**KUTIPAN YANG DIBERIKAN**
━━━━

"MUSISI TANPA TELINGA"
by: Jelia Megawati Heru
Staccato Article, November 2014
“When
music fails to agree to the ear,
to
soothe the ear and the heart and the senses,
then
it has missed the point.”
Maria
Callas
THE
MUSICAL EAR
Telinga adalah salah satu aset yang
paling berharga bagi seorang musisi. Telinga musisi tidak hanya sekedar
mendengar kata-kata. Namun mendengar keindahan musik lewat nada, ritmik,
pola/motif musikal, dan kualitas tone. Bagaikan merasakan nikmatnya petit
fours atau tiramisu, dimana belgian
chocolate dan creamy mascarpone
nya Anda rasakan – layer demi layer, rasa manis, agak sedikit pahit
menyatu dan memanjakan lidah Anda. Bentuknya dan teksturnya yang indah, aroma
amaretto, dan aroma kopi espresso nya yang khas. Itu adalah seni menikmati
hidangan dalam dunia kuliner – patisserie
& dolce. Bukan hanya sekedar memakan dalam satu suapan besar tanpa tedeng aling-aling, seperti makan nasi
goreng tek-tek. Begitu pula mendengar musik adalah sebuah seni, yaitu seni
dalam mengolah rasa musikal yang saking sublimnya, mampu menusuk sukma. It was never only just playing the notes!
Kepekaan dalam mendengar musik dan memahami perbendaharaan kata dalam musik
merupakan kemampuan esensial yang menentukan musikalitas seseorang dan bahkan
karakter seseorang.

━━━━

**BAGIAN DATA**
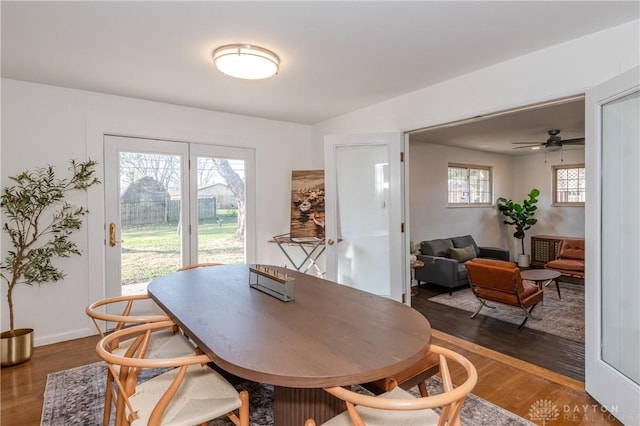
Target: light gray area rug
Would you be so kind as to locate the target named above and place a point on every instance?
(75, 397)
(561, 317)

━━━━

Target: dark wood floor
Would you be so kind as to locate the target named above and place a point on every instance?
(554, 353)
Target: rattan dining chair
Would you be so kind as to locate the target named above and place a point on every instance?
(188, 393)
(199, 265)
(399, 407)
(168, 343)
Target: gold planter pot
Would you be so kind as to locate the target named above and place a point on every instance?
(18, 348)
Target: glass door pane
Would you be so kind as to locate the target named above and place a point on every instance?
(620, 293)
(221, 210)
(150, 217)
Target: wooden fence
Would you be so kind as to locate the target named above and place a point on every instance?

━━━━

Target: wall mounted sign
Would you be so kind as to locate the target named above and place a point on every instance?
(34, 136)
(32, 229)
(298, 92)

━━━━

**INSTRUKSI TERTULIS 1**
Menurut artikel tentang telinga musisi, lewat apa saja telinga musisi mendengar keindahan musik?
**INSTRUKSI TERTULIS 2**
Tentukan apakah setiap pernyataan berikut sesuai dengan artikel tentang telinga musisi. Jawab ya atau tidak untuk masing-masing, lalu kutip kata-kata artikel yang menentukan jawabannya.
(a) Telinga disebut sebagai salah satu aset paling berharga bagi seorang musisi.
(b) Mendengar musik tidak dianggap sebagai sebuah seni.
(c) Kepekaan dalam mendengar musik menentukan musikalitas dan bahkan karakter seseorang.
**INSTRUKSI TERTULIS 3**
Lanjutkan artikel tentang telinga musisi mulai setelah kalimat terakhir yang tercantum.

**KELUARAN YANG DIHARAPKAN 1**
Lewat nada, ritmik, pola/motif musikal, dan kualitas tone.

**KELUARAN YANG DIHARAPKAN 2**
(a) Ya: "Telinga adalah salah satu aset yang paling berharga bagi seorang musisi."
(b) Tidak: "Begitu pula mendengar musik adalah sebuah seni"
(c) Ya: "merupakan kemampuan esensial yang menentukan musikalitas seseorang dan bahkan karakter seseorang."

**KELUARAN YANG DIHARAPKAN 3**
FUNGSI
TELINGA YANG MUSIKAL
Ketika kita berbicara tentang EAR
TRAINING, maka kita membahas kepekaan indera telinga dan otak dalam membedakan,
mengenali, memahami, dan menganalisa informasi yang didengar. Seiring dengan
waktu, latihan yang benar akan membuat telinga seseorang mengolah informasi ini
sebagai suatu melodi, akor, pattern ritmik, dan progresi harmoni yang logis. Ibarat
menerjemahkan bahasa asing ke dalam bahasa Ibu Anda. Namun patut disayangkan, kepekaan
mendengar dalam musik seringkali diremehkan dan dilupakan dalam menu latihan
seorang musisi. Seperti makanan fine
dining yang ditata dengan apik, elite,
dan high-class. Begitulah juga dengan
musik yang mempunyai kualitas dan kelasnya tersendiri. Asal jadi dan asbun
(baca: asal bunyi,) bahkan fals
(baca: sumbang) – mungkin itulah kata-kata yang tepat untuk menggambarkan telinga
musisi “abal-abal” yang bermodalkan
plagiat, jiplak sana-sini demi mendongkrak popularitas semata. Sebetulnya apa
sih gunanya telinga yang musikal?
1.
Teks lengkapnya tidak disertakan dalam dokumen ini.